» **Prompt**
Only the lines from the line containing "Practice step: locate the red" to the end of the entries should be repeated, exactly as they appear.

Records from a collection
★ ★ ★
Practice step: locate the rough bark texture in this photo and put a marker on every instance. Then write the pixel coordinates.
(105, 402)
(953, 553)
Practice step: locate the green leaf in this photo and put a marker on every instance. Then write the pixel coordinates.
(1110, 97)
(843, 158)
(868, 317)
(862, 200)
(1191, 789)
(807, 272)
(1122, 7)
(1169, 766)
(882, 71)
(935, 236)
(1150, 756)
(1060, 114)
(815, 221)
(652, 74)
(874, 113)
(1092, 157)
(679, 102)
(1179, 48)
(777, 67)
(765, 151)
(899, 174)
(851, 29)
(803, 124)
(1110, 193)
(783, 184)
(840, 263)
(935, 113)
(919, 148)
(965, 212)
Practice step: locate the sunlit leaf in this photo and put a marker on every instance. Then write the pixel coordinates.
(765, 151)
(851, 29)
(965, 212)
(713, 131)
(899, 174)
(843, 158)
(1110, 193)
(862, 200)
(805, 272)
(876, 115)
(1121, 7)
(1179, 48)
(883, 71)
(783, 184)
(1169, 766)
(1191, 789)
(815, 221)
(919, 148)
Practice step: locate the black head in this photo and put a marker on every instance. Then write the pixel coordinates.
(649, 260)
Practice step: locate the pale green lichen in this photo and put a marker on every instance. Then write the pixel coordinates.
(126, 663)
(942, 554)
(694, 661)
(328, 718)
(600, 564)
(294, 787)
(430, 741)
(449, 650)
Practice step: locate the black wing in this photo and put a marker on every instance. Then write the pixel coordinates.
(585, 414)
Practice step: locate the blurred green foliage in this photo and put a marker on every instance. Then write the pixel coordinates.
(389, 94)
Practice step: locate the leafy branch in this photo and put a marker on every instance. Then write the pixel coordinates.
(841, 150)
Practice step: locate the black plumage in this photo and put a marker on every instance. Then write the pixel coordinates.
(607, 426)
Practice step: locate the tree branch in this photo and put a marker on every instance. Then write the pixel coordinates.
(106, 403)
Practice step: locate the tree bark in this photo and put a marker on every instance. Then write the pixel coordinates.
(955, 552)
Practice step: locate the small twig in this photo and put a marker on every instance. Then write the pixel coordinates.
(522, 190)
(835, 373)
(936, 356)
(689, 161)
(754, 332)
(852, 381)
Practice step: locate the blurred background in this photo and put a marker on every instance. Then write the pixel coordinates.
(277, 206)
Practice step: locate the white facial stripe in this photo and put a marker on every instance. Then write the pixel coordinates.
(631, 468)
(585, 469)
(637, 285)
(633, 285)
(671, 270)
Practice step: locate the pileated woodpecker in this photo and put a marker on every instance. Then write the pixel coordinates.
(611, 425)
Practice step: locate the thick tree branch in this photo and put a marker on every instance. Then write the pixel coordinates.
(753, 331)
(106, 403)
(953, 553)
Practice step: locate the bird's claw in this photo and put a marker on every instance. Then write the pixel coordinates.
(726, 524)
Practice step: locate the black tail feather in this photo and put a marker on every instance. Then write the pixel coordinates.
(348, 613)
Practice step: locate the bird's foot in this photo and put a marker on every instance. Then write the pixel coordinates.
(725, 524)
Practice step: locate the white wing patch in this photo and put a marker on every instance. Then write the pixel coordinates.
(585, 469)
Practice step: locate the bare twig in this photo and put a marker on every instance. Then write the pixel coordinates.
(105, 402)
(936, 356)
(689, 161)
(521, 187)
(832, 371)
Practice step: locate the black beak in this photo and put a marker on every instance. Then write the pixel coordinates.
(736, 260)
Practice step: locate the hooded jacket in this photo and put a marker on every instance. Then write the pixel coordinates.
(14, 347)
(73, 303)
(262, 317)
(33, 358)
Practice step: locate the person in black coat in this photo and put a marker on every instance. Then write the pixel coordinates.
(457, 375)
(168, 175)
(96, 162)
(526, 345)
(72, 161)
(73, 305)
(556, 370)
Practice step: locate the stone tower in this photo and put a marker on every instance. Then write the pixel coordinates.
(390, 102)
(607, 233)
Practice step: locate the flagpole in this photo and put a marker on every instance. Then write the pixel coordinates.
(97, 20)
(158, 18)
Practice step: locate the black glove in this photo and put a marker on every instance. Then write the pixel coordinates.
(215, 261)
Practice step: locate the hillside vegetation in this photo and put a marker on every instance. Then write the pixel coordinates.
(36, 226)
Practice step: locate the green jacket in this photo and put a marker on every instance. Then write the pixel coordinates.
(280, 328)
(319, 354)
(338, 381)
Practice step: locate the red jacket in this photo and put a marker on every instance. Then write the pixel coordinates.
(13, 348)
★ ★ ★
» **Solution to this problem**
Practice step: locate the red jacket in this photo and put a marker on every instance. Then write the pixel coordinates.
(13, 348)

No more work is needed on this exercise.